WHAT THE TASK ASKS —
Filter the material below and copy each line that contains the string "query".

## start INPUT MATERIAL

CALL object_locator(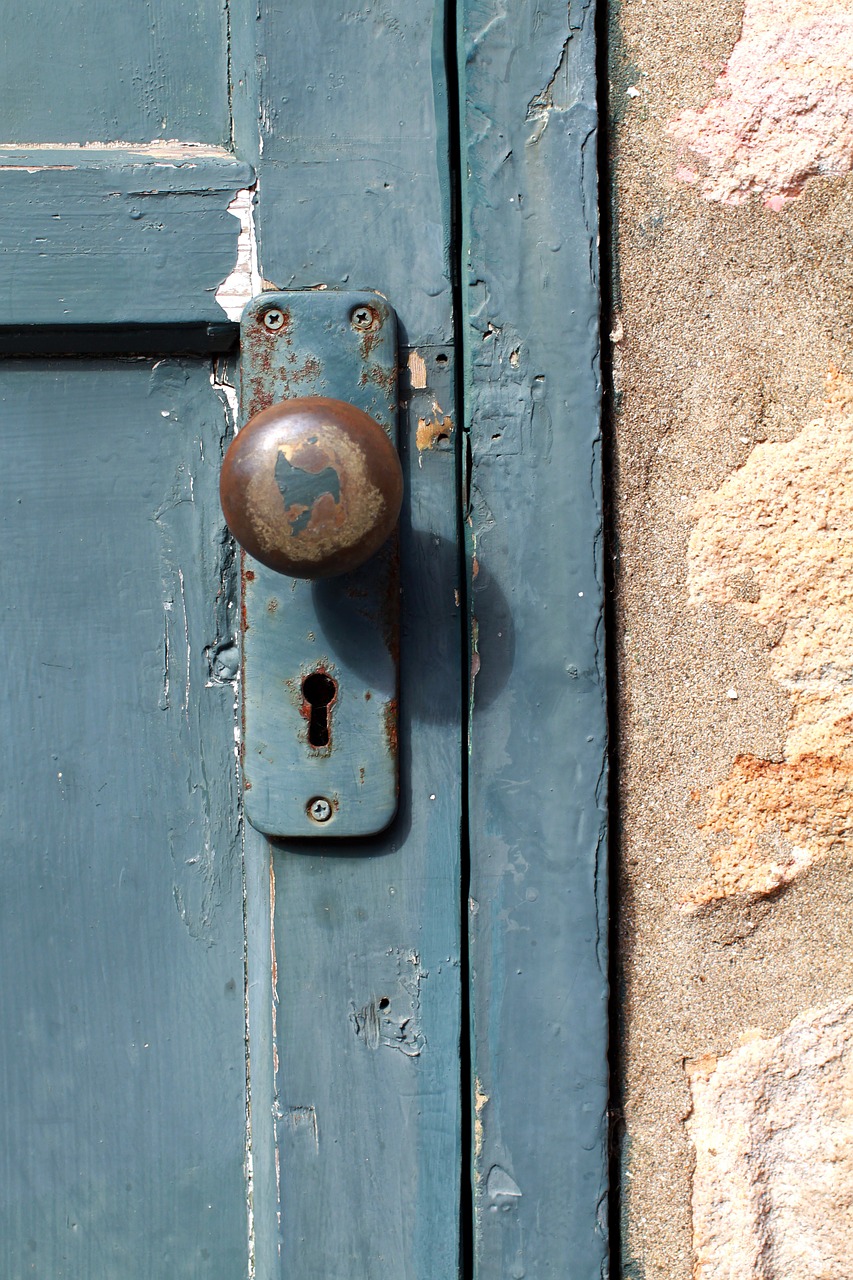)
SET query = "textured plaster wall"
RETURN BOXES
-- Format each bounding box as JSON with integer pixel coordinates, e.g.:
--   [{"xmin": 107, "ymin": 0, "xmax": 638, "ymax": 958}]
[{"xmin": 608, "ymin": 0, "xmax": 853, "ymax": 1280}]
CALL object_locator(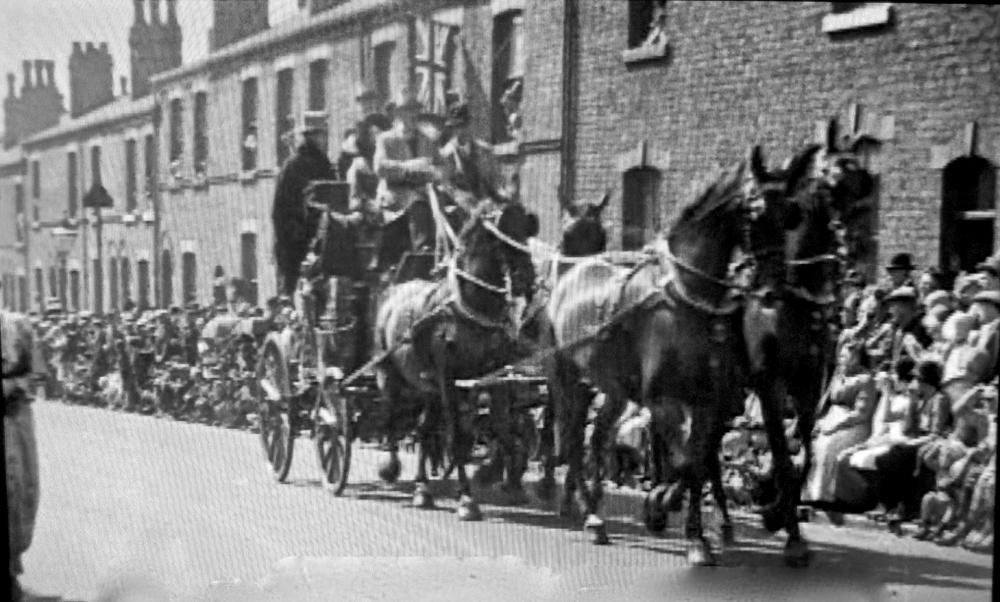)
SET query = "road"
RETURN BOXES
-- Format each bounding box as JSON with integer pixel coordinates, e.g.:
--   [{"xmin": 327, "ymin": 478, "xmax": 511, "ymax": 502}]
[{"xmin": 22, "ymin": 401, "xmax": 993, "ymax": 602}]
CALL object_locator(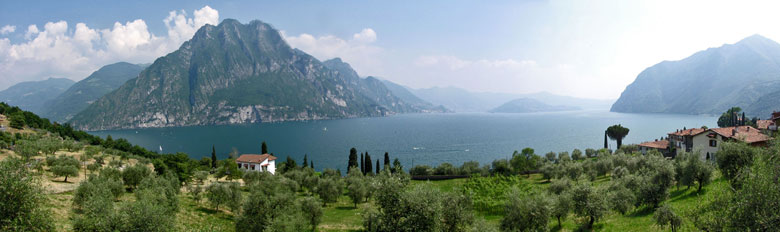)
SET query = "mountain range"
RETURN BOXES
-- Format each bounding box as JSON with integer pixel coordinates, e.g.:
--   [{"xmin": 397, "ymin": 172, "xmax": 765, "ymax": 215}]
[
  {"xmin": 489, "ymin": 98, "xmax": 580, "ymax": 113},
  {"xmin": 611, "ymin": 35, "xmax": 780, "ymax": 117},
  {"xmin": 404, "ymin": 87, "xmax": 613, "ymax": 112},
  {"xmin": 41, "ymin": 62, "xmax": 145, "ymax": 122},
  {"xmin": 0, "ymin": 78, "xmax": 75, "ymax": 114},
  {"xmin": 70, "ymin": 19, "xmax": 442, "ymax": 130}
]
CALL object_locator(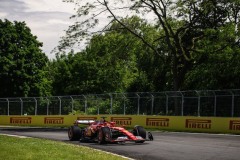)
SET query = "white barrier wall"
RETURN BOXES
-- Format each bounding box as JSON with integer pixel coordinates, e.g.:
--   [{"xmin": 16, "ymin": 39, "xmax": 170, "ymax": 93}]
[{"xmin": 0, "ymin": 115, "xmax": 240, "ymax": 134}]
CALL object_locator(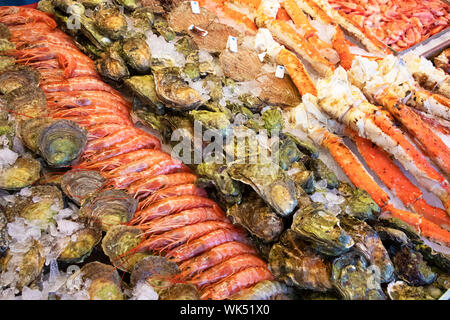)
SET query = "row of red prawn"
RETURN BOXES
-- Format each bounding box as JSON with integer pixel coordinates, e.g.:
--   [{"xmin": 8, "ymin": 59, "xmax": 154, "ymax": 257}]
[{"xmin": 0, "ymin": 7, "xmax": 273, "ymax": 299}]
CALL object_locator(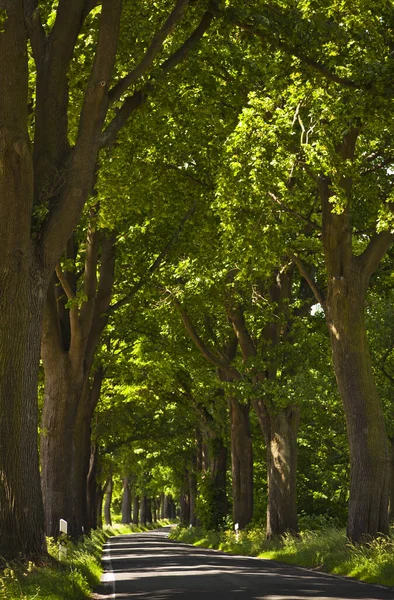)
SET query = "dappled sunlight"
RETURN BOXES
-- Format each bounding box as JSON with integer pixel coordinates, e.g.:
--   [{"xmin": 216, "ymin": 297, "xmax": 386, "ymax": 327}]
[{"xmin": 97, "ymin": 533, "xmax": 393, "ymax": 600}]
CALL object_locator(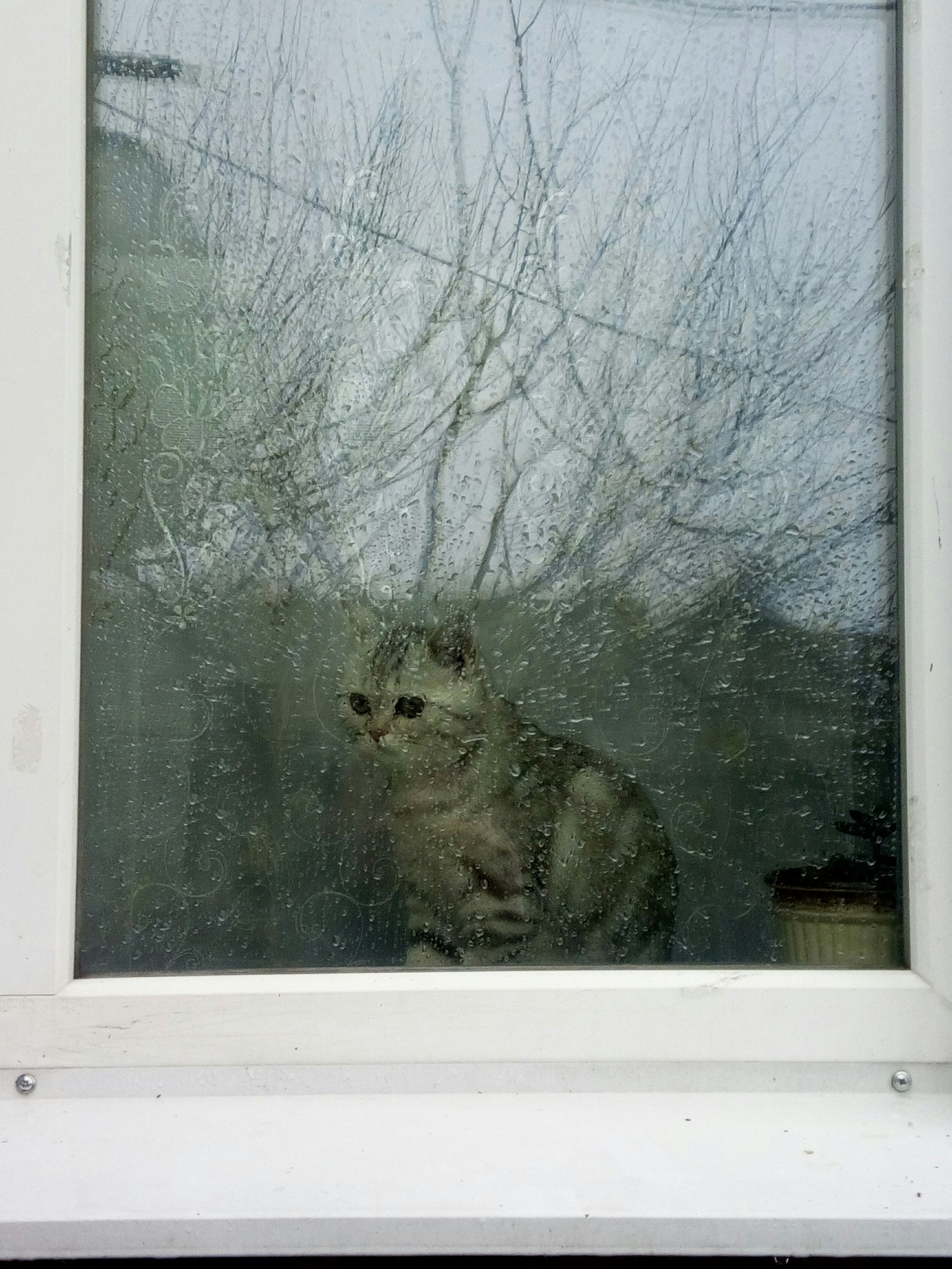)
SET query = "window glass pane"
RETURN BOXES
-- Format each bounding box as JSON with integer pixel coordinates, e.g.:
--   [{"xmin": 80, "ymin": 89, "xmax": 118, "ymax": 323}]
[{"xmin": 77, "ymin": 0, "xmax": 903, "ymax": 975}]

## end INPUT MATERIAL

PROBLEM SOLUTION —
SET query = "textured plaster wall"
SET query = "road"
SET query = "mountain range"
SET query = "white barrier wall"
SET query = "row of red prawn"
SET query = "dappled sunlight"
SET query = "window glass pane"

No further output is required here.